>> BEGIN ARTICLE

Yes, Elle’s prestigious education dilemma sometimes dampens the mood, and a smattering of B-stories offer occasional flares of drama; The Kissing Booth 2’s romantic foils Marco (Taylor Zakhar Perez) and Chloe (Maisie Richardson-Sellers) do return for a few scenes. But for the most part, The Kissing Booth 3 is as tensionless as a beach towel, and not a whole lot happens as a result. Everyone kind of just hangs out in the sun. Whenever there is conflict, it resolves so quickly and with such uncharacteristic maturity that it’s hard to remember what even happened.

Extended scenes of petty arguments are replaced by some thoughtful conversations but more often lots of smily silliness. So the charismatic cast carries this title as much as they did the others, but are given the time and material to do that more skillfully. Instead of forcing Elle, Noah, and Lee into yet another hyper-contrived fight about who wants to hang out with who more — if you’re new to these films, that really is what they’re all about — The Kissing Booth 3 lets its stars’ enjoy their natural onscreen chemistry. When they’re not tasked with selling a story that doesn’t work, this cast has more than enough going for them to keep you engaged.

With ample room for their characters’ most likable traits to shine through, the starring trio delivers effortless performances that make only half paying attention to this movie feel like enough in a good way. King and Courtney’s high-energy dynamic once again creates an effervescent friendship you can root for, while King and Elordi deliver the most sincere romance the Kissing Booth has ever seen. If this movie has a “point,” it’s letting those charming relationships wash over you.

As the summer rolls on and Elle gets further into her soul-searching, it’s her quiet inner conflict that carries us to and from The Kissing Booth 3’s sunny sequences. That the franchise ends on a notably wiser sentiment that the problematic messaging of the original makes sense given this shift toward more emotionally intelligent character building. But that I stuck around even after the movie’s conclusion to see the cast through the blooper-accompanied credits speaks to them alone.

Easing up on the conflict isn’t enough to make The Kissing Booth 3 a great movie — again, that does take a truly great conflict — but it does make it a notably nicer watch. For a franchise with such a thorny history, that’s the kind of happy ending worth getting behind.

The Kissing Booth 3 is now streaming on Netflix.

>> END ARTICLE

| THE REQUEST |
Reproduce the passage of the review between "As the summer" and "streaming on Netflix.", inclusive, word for word.

>> BEGIN DATASET ROWS

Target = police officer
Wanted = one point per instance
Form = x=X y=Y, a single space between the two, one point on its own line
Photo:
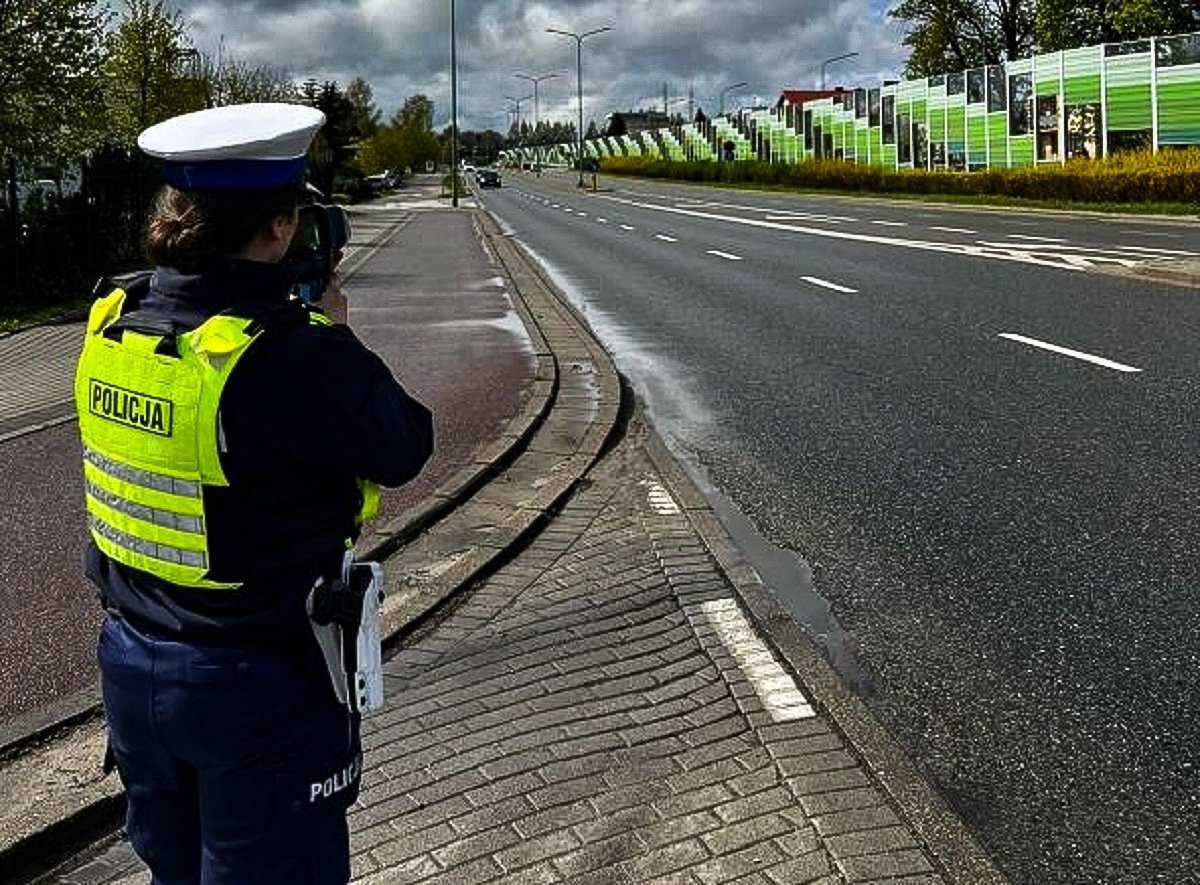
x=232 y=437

>> END DATASET ROWS
>> BEGIN DATASET ROWS

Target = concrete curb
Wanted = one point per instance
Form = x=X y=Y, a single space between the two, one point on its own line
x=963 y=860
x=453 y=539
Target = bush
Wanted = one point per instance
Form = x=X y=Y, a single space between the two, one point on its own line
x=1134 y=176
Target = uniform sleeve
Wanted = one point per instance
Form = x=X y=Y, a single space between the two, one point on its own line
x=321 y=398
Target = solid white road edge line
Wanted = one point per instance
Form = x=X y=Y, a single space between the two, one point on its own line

>> END DATASET ROWS

| TASK SOLUTION |
As the summer rolls on and Elle gets further into her soul-searching, it’s her quiet inner conflict that carries us to and from The Kissing Booth 3’s sunny sequences. That the franchise ends on a notably wiser sentiment that the problematic messaging of the original makes sense given this shift toward more emotionally intelligent character building. But that I stuck around even after the movie’s conclusion to see the cast through the blooper-accompanied credits speaks to them alone.

Easing up on the conflict isn’t enough to make The Kissing Booth 3 a great movie — again, that does take a truly great conflict — but it does make it a notably nicer watch. For a franchise with such a thorny history, that’s the kind of happy ending worth getting behind.

The Kissing Booth 3 is now streaming on Netflix.